Given passage:
* BEGIN *
But if we compare two countries like China and Germany, % comparison and TWh comparison makes a lot of difference. For example in the following graph, Germant and China is compared in terms of solar generation as % share of demand.

In [15]:
twoCountries_sameAxis('Germany','China',"%")

However, if we compare this two countries in absolute solar generation, the results are vastly different. One of the important factors is the growing demand of China, dampens % share of solar generation, despite higher generation levels

In [16]:
twoCountries_sameAxis('Germany','China',"TWh")

Comparing Two Countries : Spain vs Germany¶

In the following graph, please check the difference in the curve structure. Spain's both winter and summer values are increasing, while for Germany winter is pretty static, lower than 2.5%

In [17]:
twoCountries_sameAxis("Spain","Germany")

Italy vs Spain is another interesting example. Italy behaves more like Germany in Winter. However Spain has an obviously increasing winter share

In [18]:
twoCountries_sameAxis("Spain","Italy")

The summer-winter inbalance between Türkiye and Poland¶

Another interesting example is Poland vs Türkiye. Poland has increased its solar generation tremendously, but winter-summer inbalance is much higher than Türkiye

In [19]:
twoCountries_sameAxis("Poland","Turkey")

Denmark and Netherlands is another interesting case. It clearly shows the gravity of low solar share in generation during winter

In [20]:
twoCountries_sameAxis("Denmark","Netherlands")

Germany and UK is another interesting example.

In [21]:
twoCountries_sameAxis("Germany", "United Kingdom")
In [22]:
df.Area.unique()
Out[22]:
array(['Argentina', 'Asia', 'Australia', 'Austria', 'Bangladesh',
       'Belgium', 'Bolivia', 'Bosnia Herzegovina', 'Brazil', 'Bulgaria',
       'Burundi', 'Canada', 'Chile', 'China', 'Colombia', 'Costa Rica',
       'Croatia', 'Cyprus', 'Czechia', 'Denmark', 'Ecuador', 'Egypt',
       'El Salvador', 'Estonia', 'EU', 'Europe', 'Finland', 'France',
       'G20', 'G7', 'Georgia', 'Germany', 'Greece', 'Hungary', 'India',
       'Iran (Islamic Republic of)', 'Ireland', 'Italy', 'Japan', 'Kenya',
       'Kosovo', 'Latin America and Caribbean', 'Latvia', 'Lithuania',
       'Luxembourg', 'Malta', 'Mexico', 'Moldova', 'Mongolia',
       'Montenegro', 'Netherlands', 'New Zealand', 'Nigeria',
       'North America', 'North Macedonia', 'Norway', 'OECD', 'Oman',
       'Pakistan', 'Peru', 'Philippines (the)', 'Poland', 'Portugal',
       'Qatar', 'Romania', 'Russian Federation (the)', 'Serbia',
       'Singapore', 'Slovakia', 'Slovenia', 'South Africa', 'South Korea',
       'Spain', 'Sweden', 'Switzerland', 'Taiwan', 'Thailand', 'Tunisia',
       'Turkey', 'Ukraine', 'United Kingdom', 'United States of America',
       'Uruguay', 'Viet Nam', 'World'], dtype=object)
In [23]:
twoCountries_sameAxis("China","India")
In [24]:
twoCountries_sameAxis("India","Viet Nam")
* END *
Things to do:
1 – Please say whether each statement below agrees with the solar comparison notebook, answering yes or no and quoting the notebook's deciding words.
(a) Germany's winter solar share stays below 2.5%.
(b) In winter, Italy behaves more like Spain.
(c) Poland's winter-summer imbalance is lower than Türkiye's.
2 – Carry on the solar comparison notebook from its last cell.

Data block:
* BEGIN *
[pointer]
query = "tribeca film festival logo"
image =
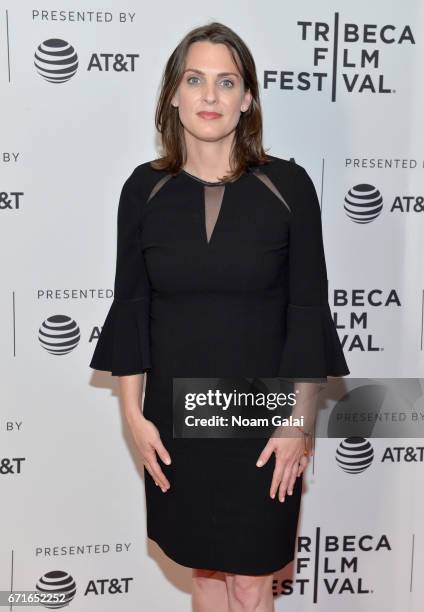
* END *
Answers by task:
1 –
(a) Yes: "for Germany winter is pretty static, lower than 2.5%"
(b) No: "Italy behaves more like Germany in Winter"
(c) No: "winter-summer inbalance is much higher than Türkiye"

2 –
#twoCountries_sameAxis("Brazil","Viet Nam")

There are complimentary countries as well Such as Australia and Germany

In [25]:
twoCountries_sameAxis("Australia","Germany")

Solar Generation in Türkiye : How It Behaves During Winter Peak Demand Days¶

The following process merges two data

  1. From the Turkish energy market transparency platform hourly electricity generation for all resources were downloaded. There are two kind of solar data. First one is licensed (utility scale), the other is unlicensed (less than 5 MW). But Turkish entreprenuers have applied for multiple sub-1MW and merged them practically. Therefore unlicensed solar generation is higher than utility scale
  2. From the EPDK - Turkish energy regulator, monthly installed capacity for both Licensed and Unlicensed Solar MWs have been extracted.

This is hourly Turkish electricity generation data:

In [26]:
elektrik=pd.read_pickle("2021-2022-elektrik.pickle")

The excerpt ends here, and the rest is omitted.